## [Given information]
— Begin —

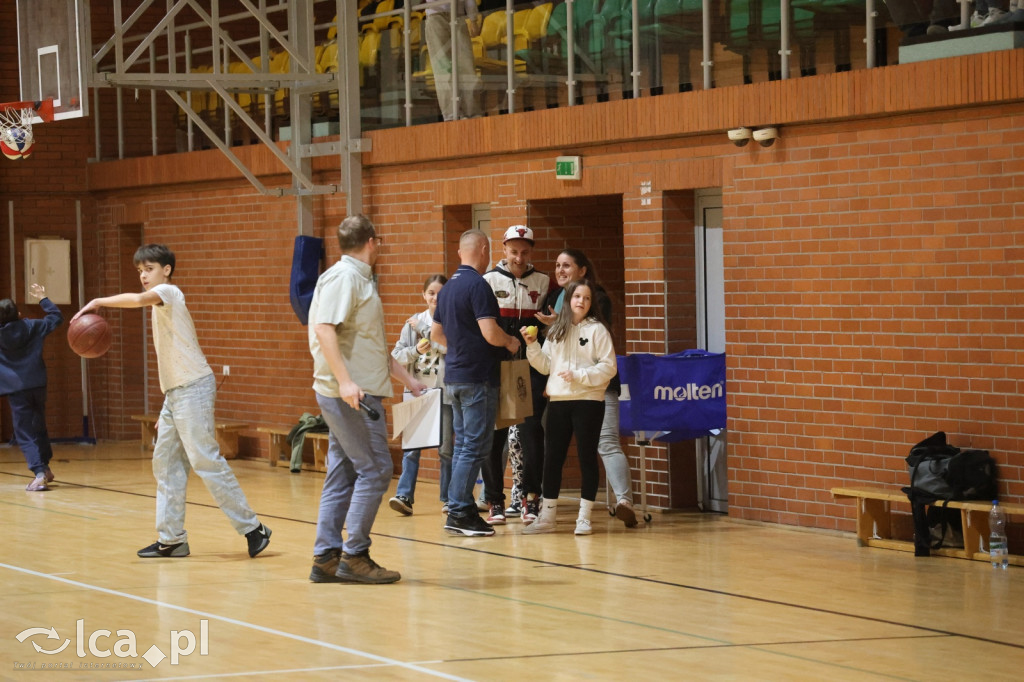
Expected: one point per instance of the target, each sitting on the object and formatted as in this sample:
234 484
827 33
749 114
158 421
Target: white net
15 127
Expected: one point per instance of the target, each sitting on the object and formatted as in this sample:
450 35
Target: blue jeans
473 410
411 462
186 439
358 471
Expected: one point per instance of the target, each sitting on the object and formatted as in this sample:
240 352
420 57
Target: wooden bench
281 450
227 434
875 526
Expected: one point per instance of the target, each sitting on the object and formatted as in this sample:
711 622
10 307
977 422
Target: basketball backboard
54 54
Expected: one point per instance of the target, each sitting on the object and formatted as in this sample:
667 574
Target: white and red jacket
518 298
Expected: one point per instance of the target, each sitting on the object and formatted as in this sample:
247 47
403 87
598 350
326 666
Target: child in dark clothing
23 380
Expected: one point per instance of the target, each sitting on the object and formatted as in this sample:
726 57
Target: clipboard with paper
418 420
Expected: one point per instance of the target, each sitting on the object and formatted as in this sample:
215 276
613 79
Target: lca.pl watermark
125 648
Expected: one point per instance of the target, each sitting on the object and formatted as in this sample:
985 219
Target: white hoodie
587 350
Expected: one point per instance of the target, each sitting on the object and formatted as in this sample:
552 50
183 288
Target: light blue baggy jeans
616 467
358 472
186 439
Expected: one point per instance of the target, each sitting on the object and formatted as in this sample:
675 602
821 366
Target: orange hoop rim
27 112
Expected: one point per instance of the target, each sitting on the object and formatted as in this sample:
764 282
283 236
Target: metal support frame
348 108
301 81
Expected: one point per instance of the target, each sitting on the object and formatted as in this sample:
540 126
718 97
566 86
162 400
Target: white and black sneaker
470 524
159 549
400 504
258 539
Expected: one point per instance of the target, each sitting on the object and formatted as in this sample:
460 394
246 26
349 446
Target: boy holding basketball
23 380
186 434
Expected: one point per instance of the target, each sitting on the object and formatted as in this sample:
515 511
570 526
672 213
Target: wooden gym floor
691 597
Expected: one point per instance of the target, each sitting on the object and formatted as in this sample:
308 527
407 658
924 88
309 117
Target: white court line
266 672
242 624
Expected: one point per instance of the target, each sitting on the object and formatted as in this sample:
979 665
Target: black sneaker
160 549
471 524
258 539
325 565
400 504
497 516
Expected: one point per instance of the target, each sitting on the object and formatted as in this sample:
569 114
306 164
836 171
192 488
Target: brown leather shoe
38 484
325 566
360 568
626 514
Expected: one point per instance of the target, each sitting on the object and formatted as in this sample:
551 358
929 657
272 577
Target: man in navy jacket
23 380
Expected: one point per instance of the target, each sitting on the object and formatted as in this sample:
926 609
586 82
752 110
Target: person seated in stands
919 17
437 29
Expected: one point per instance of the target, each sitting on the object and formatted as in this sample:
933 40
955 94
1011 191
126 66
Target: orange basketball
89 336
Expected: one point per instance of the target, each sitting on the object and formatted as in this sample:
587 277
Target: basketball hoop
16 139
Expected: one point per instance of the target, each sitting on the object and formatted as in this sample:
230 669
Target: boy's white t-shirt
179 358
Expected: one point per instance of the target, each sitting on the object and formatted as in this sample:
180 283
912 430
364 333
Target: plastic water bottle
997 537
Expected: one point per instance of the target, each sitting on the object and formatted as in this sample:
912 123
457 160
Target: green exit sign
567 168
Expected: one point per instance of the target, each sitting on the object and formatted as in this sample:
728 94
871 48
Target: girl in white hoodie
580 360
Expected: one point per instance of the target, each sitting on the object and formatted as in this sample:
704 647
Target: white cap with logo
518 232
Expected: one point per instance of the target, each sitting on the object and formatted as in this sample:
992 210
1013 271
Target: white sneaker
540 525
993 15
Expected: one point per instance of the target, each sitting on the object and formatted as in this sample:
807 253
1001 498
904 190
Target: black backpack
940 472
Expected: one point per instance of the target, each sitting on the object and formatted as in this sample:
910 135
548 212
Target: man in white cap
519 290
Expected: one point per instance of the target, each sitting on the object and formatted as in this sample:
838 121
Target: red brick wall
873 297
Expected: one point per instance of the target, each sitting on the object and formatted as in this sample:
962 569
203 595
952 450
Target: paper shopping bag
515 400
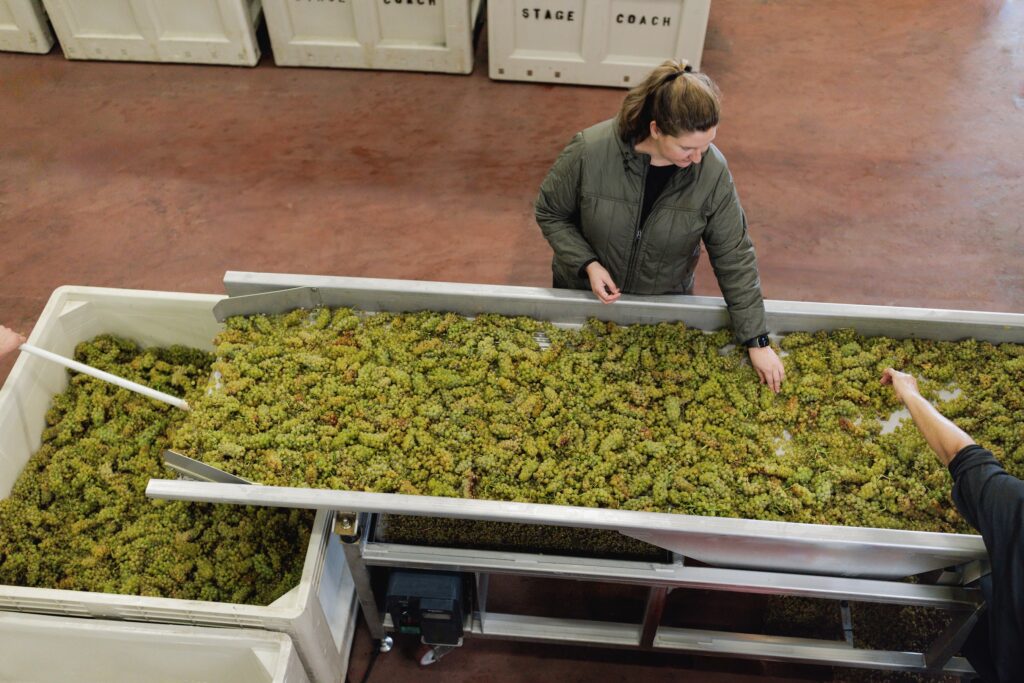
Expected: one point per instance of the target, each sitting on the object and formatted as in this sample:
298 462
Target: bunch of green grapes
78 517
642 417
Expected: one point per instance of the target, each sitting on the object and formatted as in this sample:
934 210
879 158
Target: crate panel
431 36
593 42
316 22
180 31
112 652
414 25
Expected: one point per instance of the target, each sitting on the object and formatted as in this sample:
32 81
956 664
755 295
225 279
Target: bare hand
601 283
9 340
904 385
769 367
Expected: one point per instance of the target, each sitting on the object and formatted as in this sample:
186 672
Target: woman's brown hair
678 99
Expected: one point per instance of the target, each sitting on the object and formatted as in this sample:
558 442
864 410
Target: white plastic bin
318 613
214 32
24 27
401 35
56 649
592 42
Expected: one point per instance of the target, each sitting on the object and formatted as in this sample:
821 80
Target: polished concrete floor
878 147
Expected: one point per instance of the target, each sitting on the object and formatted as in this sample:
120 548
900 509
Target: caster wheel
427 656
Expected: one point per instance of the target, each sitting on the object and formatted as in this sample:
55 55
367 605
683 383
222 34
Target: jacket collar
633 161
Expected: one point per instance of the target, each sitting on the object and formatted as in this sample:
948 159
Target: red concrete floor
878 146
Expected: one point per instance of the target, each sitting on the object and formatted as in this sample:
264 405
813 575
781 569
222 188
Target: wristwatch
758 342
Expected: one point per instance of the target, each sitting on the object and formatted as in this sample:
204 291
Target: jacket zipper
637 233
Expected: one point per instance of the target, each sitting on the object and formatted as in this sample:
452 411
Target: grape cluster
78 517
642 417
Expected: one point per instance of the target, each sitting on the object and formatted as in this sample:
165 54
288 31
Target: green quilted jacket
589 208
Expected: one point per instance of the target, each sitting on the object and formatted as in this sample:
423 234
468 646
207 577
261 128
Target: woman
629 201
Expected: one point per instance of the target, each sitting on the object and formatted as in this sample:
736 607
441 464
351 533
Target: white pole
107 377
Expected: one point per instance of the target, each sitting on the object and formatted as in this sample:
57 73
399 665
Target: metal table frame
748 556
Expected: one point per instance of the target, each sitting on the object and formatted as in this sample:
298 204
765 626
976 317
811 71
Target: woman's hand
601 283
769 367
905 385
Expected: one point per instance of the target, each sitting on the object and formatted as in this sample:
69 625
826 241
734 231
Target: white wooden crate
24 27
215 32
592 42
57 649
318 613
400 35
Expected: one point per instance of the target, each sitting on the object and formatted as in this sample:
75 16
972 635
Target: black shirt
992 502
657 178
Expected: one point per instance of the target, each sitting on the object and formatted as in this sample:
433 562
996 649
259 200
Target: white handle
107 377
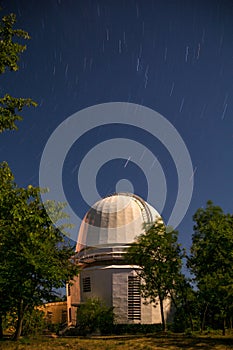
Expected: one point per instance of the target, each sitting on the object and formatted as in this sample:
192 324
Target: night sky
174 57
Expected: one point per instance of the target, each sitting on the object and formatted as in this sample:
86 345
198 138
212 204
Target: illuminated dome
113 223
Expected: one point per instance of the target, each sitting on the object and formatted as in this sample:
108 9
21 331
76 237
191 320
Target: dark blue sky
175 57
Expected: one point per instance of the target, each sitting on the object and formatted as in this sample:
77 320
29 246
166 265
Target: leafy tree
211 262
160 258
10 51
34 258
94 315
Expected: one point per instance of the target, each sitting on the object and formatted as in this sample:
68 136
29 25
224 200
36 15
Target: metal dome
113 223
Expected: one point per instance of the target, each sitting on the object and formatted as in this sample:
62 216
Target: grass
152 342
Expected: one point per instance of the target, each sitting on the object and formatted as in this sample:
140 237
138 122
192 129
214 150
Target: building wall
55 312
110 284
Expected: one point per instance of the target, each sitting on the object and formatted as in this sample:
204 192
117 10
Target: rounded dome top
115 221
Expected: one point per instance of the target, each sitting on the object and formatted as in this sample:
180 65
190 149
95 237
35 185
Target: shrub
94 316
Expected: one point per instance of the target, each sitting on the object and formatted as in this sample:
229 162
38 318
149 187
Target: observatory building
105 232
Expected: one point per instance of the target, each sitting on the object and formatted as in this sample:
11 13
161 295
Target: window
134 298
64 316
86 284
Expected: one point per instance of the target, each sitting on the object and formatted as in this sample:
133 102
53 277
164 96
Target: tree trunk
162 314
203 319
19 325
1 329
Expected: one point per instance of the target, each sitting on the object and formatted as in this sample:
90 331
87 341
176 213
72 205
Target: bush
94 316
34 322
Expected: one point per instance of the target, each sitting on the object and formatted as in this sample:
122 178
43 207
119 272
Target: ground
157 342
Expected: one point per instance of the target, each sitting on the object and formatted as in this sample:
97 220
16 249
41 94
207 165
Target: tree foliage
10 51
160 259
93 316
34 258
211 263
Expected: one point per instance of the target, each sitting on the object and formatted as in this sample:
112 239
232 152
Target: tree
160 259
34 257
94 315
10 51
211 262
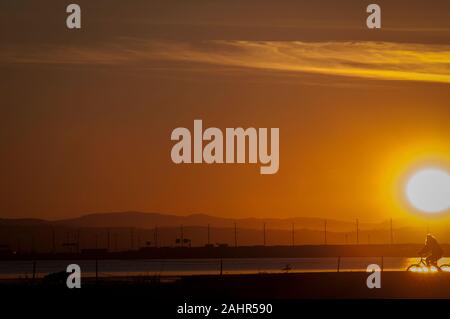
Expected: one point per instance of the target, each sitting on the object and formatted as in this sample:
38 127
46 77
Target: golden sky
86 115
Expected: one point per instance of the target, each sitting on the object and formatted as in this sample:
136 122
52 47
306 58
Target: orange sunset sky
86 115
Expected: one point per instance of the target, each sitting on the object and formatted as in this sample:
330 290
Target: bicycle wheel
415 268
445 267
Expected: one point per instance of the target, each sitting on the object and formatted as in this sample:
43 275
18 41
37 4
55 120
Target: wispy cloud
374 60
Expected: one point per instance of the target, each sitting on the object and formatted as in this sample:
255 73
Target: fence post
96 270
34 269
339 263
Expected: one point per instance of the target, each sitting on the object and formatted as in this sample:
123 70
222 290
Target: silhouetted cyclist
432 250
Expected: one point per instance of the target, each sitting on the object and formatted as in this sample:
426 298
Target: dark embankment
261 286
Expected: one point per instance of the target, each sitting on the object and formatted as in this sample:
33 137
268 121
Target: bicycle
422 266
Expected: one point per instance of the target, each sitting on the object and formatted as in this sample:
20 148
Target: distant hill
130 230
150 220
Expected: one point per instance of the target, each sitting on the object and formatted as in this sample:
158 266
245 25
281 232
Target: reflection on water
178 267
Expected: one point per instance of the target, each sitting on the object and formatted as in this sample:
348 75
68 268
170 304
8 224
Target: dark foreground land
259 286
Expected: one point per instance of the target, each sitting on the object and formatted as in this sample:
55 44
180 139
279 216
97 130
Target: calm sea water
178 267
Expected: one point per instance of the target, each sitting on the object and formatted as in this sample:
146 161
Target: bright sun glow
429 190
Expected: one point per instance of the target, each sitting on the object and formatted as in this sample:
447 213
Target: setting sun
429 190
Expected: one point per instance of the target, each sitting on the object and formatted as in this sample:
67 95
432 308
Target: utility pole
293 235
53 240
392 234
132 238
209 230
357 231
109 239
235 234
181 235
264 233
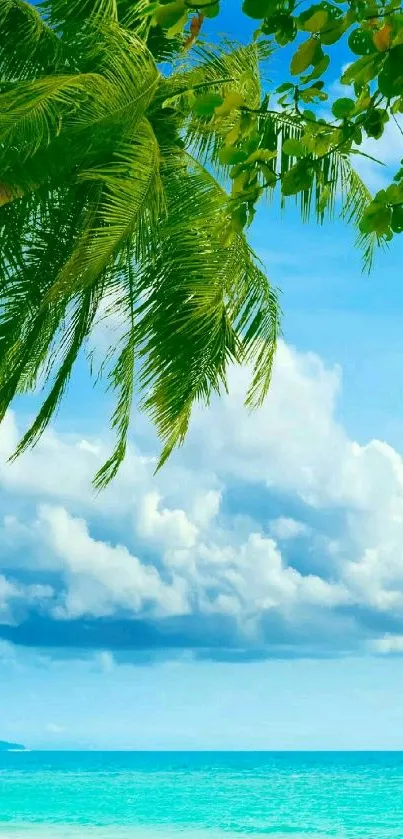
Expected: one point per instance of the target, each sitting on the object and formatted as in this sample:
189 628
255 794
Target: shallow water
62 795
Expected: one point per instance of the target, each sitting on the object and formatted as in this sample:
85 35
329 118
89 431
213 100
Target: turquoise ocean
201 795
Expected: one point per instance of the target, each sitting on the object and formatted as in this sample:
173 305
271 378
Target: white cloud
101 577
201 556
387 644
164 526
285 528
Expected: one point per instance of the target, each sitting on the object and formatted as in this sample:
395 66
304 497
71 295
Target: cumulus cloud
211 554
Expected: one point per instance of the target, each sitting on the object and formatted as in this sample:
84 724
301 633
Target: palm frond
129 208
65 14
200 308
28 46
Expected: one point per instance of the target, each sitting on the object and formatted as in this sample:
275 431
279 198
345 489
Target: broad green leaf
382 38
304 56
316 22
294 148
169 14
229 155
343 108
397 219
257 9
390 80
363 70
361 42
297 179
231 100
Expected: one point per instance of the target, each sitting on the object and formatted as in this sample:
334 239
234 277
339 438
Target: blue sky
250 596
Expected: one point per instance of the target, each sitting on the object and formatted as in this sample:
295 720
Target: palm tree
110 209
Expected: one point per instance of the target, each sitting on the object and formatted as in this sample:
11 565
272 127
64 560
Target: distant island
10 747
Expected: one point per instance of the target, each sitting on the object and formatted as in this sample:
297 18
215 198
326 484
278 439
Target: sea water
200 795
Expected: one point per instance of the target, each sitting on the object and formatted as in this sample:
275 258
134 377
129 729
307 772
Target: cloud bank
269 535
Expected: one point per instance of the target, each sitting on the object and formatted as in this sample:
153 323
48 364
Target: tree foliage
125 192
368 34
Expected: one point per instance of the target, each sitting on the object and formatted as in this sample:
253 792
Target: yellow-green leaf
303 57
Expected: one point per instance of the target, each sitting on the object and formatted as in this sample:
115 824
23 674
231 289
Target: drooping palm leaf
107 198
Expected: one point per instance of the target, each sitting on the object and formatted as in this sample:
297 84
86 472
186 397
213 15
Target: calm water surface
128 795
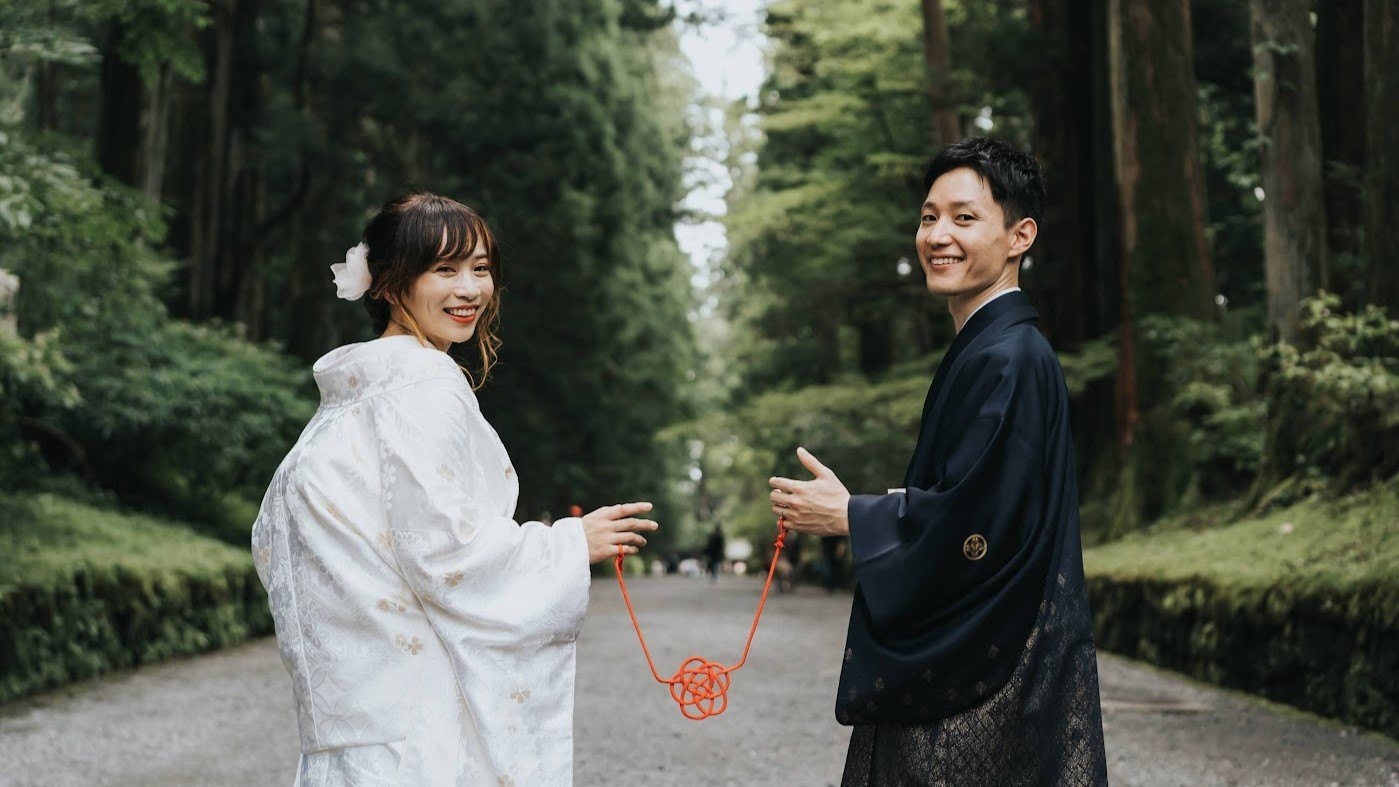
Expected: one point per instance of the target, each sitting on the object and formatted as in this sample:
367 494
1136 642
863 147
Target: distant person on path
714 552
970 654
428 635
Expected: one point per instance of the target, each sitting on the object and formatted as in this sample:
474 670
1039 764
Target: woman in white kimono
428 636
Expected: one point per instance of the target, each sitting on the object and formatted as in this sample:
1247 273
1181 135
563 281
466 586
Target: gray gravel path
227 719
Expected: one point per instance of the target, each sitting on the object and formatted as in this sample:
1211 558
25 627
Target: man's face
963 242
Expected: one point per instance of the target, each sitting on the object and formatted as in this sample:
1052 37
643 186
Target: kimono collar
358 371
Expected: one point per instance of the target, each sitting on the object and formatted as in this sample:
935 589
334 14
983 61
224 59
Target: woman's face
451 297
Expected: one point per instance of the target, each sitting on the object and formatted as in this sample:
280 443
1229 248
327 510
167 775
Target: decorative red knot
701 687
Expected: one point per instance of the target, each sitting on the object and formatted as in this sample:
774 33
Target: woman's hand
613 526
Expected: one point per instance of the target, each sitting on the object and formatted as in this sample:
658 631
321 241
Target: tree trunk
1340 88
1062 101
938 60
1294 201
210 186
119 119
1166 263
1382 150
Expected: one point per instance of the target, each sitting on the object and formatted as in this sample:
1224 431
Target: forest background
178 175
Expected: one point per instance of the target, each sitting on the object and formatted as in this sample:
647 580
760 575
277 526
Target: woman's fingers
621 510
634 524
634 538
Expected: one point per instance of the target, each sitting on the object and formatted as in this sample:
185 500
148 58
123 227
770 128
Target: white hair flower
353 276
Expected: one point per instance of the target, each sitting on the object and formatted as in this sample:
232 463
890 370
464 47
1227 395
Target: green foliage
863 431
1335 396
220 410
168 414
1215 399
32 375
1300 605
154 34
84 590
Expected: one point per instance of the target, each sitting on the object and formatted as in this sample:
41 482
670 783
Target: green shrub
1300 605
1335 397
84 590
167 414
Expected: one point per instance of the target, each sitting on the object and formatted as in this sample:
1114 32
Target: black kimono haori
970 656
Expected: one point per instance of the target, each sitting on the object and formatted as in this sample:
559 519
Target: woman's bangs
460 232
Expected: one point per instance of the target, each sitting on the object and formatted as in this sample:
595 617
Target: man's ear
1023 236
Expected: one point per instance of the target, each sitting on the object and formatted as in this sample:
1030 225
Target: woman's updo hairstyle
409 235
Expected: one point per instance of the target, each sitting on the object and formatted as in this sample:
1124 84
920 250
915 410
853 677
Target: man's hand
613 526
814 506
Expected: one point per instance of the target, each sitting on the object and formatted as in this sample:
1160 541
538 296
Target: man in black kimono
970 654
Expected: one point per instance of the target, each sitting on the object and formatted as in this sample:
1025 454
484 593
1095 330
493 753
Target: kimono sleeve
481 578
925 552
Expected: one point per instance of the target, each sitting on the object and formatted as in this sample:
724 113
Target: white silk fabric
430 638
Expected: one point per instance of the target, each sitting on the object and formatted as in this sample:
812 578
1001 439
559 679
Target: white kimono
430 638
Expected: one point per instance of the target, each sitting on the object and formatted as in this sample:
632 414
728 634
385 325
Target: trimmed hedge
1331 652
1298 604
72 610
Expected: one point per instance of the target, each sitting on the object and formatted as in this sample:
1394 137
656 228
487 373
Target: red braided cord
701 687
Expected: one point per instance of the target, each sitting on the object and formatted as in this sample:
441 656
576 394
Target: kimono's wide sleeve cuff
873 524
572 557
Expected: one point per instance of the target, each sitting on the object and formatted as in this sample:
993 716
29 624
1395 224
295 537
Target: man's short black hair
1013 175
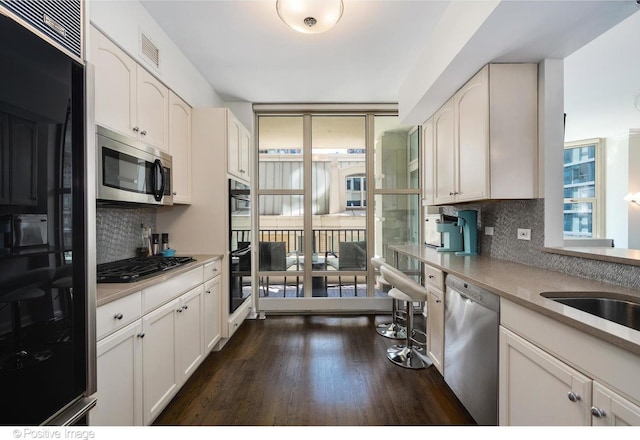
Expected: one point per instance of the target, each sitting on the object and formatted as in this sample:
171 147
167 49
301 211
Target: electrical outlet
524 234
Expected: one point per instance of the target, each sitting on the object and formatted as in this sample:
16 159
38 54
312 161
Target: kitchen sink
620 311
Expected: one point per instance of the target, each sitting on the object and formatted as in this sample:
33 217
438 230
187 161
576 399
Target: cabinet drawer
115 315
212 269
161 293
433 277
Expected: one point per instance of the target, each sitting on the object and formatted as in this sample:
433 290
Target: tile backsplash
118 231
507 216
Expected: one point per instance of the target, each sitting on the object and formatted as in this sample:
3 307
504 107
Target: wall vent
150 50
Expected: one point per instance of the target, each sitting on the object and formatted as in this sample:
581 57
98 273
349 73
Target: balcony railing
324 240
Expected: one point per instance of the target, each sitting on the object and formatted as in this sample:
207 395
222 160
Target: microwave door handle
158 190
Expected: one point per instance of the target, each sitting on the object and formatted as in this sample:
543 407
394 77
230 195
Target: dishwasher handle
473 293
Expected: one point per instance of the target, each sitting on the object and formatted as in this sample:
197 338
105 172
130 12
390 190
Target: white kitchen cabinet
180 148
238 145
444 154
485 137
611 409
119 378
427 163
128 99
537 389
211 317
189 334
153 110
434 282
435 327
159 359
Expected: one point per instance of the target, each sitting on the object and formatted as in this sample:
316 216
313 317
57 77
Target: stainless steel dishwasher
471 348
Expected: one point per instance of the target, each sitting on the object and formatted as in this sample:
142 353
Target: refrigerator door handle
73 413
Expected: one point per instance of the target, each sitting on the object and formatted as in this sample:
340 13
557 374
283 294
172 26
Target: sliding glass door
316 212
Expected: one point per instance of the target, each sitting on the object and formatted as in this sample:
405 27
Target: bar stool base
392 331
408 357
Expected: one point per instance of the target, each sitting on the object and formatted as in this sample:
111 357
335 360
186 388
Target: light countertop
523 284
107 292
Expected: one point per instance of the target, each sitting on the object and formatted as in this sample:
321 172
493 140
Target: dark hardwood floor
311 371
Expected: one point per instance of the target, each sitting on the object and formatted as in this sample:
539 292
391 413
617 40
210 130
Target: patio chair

— End —

## [Exercise directions]
Which lines in the rows above contain the word "path"? Copy each of them in full.

## [Expected answer]
Target: distant person on path
Target: gray gravel path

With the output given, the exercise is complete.